## REQUEST
Return every line of the records below that contains the string "pink".

## DATA TO USE
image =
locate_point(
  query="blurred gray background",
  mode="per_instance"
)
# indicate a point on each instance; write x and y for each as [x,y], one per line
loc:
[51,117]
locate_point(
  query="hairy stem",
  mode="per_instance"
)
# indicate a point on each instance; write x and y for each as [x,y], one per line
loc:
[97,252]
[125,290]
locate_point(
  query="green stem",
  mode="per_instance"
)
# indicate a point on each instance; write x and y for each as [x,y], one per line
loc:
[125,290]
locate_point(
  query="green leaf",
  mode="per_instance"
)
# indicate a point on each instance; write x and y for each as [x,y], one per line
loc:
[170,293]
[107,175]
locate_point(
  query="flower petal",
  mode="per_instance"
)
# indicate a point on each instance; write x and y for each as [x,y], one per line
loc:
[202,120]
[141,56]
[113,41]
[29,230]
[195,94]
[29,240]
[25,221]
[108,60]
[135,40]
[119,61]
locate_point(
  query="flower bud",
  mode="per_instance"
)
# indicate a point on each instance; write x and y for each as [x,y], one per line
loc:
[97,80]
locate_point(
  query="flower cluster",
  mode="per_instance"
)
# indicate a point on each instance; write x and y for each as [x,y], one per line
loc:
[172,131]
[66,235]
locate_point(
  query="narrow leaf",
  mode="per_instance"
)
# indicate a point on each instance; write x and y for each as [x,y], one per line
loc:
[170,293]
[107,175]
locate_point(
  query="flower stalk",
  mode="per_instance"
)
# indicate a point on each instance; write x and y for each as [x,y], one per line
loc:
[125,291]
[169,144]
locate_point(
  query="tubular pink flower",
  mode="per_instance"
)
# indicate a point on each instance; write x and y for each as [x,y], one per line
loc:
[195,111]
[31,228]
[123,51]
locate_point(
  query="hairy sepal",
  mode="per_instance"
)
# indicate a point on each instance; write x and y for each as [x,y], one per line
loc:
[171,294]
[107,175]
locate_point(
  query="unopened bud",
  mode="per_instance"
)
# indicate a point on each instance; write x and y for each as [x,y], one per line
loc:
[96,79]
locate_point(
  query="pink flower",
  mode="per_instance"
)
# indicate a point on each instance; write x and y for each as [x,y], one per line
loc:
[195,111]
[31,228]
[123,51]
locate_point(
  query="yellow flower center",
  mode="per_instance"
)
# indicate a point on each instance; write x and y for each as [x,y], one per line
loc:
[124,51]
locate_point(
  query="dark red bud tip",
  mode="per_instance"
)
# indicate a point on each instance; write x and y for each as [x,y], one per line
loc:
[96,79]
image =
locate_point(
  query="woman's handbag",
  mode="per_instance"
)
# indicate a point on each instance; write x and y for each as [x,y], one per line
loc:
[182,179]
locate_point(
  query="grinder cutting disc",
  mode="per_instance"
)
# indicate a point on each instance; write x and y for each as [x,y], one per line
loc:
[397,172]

## FULL ANSWER
  query="tubular pink flower",
  query="pink flower",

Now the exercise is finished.